# Required work
Copy out the lines unchanged, from the line with "Object detection annotation — target class is planter." to the line with "[0,334,24,373]".

----

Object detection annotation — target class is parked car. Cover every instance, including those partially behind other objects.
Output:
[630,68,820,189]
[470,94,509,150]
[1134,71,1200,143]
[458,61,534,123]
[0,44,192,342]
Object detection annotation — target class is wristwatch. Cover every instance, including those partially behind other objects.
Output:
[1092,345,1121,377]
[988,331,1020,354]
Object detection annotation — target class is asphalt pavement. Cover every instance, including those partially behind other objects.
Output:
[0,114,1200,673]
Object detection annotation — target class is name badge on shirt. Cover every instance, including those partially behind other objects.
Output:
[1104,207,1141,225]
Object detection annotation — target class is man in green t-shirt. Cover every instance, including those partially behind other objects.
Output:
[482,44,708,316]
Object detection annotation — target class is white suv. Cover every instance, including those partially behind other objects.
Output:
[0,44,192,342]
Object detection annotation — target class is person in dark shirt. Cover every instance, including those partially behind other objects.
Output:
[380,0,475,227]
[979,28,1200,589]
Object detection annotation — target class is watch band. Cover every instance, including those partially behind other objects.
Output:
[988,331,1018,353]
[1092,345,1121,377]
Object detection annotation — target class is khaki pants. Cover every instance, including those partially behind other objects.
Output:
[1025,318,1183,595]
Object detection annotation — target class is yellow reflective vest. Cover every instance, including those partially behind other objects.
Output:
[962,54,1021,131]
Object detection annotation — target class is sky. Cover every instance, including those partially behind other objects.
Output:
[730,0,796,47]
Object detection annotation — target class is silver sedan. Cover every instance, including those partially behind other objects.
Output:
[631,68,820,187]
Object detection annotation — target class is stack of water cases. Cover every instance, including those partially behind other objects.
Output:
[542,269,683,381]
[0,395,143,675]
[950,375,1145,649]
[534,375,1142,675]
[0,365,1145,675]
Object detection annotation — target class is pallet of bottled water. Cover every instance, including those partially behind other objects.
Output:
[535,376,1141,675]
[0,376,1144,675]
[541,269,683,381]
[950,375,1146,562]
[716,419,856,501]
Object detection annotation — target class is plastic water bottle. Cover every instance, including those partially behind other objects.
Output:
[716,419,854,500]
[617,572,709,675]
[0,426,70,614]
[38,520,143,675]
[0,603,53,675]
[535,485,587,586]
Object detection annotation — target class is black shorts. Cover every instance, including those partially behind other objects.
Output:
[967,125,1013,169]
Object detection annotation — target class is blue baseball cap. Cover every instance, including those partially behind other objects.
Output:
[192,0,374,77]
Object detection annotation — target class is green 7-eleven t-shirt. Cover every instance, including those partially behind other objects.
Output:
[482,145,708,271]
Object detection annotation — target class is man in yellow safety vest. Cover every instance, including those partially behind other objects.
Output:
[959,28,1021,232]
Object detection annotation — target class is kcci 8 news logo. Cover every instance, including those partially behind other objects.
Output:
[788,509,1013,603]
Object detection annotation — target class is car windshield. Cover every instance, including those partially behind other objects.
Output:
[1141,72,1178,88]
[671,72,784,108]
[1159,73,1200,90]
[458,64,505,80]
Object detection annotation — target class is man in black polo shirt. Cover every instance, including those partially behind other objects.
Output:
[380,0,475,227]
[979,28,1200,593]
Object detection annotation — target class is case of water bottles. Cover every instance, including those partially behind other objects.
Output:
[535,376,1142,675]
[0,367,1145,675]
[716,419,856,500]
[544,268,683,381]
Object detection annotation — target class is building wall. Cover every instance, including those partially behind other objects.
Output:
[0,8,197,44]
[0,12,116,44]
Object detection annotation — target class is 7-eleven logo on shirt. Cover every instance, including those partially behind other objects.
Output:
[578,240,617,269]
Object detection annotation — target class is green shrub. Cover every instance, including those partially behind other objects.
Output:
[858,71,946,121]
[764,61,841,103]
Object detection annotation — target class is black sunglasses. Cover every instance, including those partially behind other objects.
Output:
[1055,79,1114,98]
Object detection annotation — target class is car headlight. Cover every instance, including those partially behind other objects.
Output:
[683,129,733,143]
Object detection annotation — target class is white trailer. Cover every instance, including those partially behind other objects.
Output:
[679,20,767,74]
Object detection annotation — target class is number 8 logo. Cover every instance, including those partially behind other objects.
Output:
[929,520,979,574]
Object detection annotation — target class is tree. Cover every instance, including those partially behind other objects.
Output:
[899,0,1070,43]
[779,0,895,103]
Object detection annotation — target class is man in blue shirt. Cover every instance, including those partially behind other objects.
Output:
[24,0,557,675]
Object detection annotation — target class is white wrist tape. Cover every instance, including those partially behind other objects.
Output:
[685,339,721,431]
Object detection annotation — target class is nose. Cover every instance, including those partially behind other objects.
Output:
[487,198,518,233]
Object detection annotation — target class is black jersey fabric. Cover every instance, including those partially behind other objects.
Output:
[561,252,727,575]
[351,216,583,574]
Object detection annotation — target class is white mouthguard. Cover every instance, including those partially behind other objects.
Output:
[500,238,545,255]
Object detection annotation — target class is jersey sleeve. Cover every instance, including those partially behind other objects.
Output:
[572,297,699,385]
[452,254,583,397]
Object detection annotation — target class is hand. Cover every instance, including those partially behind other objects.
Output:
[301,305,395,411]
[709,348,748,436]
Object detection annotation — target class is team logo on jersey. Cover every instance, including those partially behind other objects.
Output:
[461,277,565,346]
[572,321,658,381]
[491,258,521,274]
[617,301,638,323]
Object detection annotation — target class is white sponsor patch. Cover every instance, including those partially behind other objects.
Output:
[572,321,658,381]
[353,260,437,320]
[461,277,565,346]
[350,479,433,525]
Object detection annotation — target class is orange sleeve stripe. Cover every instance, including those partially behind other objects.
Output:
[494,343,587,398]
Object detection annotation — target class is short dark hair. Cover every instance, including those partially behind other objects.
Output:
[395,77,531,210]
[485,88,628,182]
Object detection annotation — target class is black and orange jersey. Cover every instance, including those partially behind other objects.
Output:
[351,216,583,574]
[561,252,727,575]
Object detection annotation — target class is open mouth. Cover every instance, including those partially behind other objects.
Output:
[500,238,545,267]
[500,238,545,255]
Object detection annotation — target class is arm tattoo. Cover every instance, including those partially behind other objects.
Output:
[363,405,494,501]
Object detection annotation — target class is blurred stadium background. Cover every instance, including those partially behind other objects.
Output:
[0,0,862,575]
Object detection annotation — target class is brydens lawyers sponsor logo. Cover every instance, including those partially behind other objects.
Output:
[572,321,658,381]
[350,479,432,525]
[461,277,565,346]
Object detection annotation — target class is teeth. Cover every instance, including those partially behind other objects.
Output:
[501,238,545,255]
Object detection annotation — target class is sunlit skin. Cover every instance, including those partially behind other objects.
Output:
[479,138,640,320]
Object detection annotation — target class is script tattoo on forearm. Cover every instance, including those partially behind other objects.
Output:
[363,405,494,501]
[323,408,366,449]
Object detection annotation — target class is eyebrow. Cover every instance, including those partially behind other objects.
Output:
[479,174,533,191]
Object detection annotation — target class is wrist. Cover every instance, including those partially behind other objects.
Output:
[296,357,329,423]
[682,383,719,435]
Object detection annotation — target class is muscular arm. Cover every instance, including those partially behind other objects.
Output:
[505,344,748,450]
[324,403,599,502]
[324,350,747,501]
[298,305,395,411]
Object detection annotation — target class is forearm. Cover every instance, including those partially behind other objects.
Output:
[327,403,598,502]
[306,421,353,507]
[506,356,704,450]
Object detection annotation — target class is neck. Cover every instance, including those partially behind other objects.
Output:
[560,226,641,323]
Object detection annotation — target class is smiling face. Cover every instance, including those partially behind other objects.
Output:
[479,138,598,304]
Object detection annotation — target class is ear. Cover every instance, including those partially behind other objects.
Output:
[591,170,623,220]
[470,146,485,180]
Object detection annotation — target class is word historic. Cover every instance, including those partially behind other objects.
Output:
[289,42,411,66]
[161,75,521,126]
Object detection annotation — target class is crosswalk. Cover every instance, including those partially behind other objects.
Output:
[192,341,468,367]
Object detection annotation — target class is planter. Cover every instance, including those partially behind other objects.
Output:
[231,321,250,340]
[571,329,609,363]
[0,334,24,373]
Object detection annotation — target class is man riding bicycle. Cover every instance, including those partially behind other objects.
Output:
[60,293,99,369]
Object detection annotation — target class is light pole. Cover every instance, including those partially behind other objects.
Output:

----

# Problem solution
Object detection annotation — target class is planter. Cover every instance, including those partially behind other objects.
Output:
[231,321,250,340]
[571,329,609,363]
[0,334,24,373]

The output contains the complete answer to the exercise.